→ Input:
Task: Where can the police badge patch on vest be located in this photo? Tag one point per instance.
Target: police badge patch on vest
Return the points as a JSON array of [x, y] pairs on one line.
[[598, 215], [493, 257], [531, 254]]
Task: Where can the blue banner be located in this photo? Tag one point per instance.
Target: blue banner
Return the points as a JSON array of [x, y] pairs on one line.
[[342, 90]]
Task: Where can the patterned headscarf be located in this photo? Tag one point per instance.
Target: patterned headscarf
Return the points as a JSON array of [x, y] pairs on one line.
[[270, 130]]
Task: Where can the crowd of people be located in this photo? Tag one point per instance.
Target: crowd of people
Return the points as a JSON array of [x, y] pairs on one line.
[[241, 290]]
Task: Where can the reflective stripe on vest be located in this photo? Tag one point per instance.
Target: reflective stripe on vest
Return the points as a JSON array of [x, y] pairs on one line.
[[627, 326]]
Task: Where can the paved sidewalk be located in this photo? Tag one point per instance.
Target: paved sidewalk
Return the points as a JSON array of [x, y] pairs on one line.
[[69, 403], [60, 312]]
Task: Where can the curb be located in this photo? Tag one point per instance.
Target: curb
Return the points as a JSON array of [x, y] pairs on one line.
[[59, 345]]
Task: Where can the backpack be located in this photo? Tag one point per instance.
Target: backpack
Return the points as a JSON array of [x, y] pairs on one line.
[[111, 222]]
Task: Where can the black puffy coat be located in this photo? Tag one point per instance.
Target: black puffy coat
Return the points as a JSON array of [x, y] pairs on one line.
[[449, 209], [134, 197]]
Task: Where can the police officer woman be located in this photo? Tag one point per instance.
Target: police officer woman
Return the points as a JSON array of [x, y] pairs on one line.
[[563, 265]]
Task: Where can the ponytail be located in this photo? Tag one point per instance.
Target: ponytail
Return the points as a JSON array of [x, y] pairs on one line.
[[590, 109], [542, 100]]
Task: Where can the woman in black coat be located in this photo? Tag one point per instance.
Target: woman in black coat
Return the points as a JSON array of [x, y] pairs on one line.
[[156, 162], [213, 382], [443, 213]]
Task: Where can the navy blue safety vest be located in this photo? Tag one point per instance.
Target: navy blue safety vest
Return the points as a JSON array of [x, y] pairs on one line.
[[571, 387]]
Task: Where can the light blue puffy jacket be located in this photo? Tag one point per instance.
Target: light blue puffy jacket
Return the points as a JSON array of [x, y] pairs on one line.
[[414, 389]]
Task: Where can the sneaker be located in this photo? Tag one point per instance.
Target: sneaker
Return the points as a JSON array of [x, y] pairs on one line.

→ Stated task:
Could you turn each line of the records above into a JSON list of strings, one string per line, skipping any blank lines?

→ The reply:
[
  "Task: Where can the police badge patch on vest be located in this photo? Tag one point per instance.",
  "Target: police badge patch on vest",
  "Return the points as a JSON array of [x, y] pairs on one line.",
  "[[598, 215], [493, 257], [531, 254]]",
  "Task: Where can the blue banner be located in this photo? Tag one point per instance.",
  "Target: blue banner",
  "Return the points as a JSON array of [x, y] pairs on one line.",
  "[[342, 90]]",
  "Task: Where can the patterned headscarf be located in this photo? Tag one point per instance.",
  "Target: patterned headscarf",
  "Return the points as a JSON array of [x, y] pairs on one line.",
  "[[270, 130]]",
  "Task: Where can the crowd of people be located in this photo? Tag one point per instance.",
  "Target: crowd of people",
  "Return the points as a JSON array of [x, y] pairs on one line.",
  "[[241, 290]]",
  "Task: Where can the reflective stripe on vest be located in this photo? Tag one point per instance.",
  "Target: reflective stripe on vest",
  "Return the points as a JSON array of [x, y] pairs on one line.",
  "[[627, 326]]",
  "Task: Where can the paved sidewalk be located in this photo? Tag one point per instance.",
  "Target: paved sidewalk",
  "Return the points as a JSON array of [x, y] pairs on one line.",
  "[[69, 403], [60, 312]]",
  "Task: Where can the curb be located in this photo? Tag one point per instance.",
  "Target: curb",
  "Return the points as a JSON array of [x, y] pairs on one line.",
  "[[59, 345]]",
  "Task: Where can the backpack be located in this photo? Tag one point per instance.",
  "Target: backpack",
  "Return the points as a JSON array of [x, y] pairs on one line.",
  "[[111, 222]]",
  "Task: Where can the black puffy coat be located in this photo? Tag one point per instance.",
  "Target: black puffy coat",
  "Return the points as a JSON array of [x, y] pairs on one line.",
  "[[449, 209], [134, 197]]",
  "Task: Where can the police officer woman be located in this photo? Tag one point per instance.",
  "Target: police officer woman",
  "Return the points as a JSON array of [x, y] pairs on one line.",
  "[[563, 265]]",
  "Task: Where can the ponytail be located in this photo? Tag one point per instance.",
  "Target: ponytail",
  "Return the points as a JSON array of [x, y] pairs on one line.",
  "[[590, 109], [542, 100]]",
  "Task: Where can the woman in black coat be located in this photo? Tag one point per instance.",
  "Target: woman in black coat",
  "Return the points as a JSON array of [x, y] pairs on one line.",
  "[[156, 162], [213, 382], [443, 213]]",
  "Task: Where can the navy blue safety vest be located in this photo? Tag one point per instance.",
  "Target: navy blue safety vest",
  "Return the points as a JSON array of [x, y] pairs on one line.",
  "[[571, 387]]",
  "Task: Where can the light blue puffy jacket be located in this photo? Tag one point per instance.",
  "Target: light blue puffy jacket",
  "Return the points as a JSON array of [x, y] pairs on one line.",
  "[[414, 389]]",
  "Task: Where can the sneaker be located in this photo? Tag one point per instance.",
  "Target: sneaker",
  "Return the points as a JSON array of [x, y] pairs on one line."
]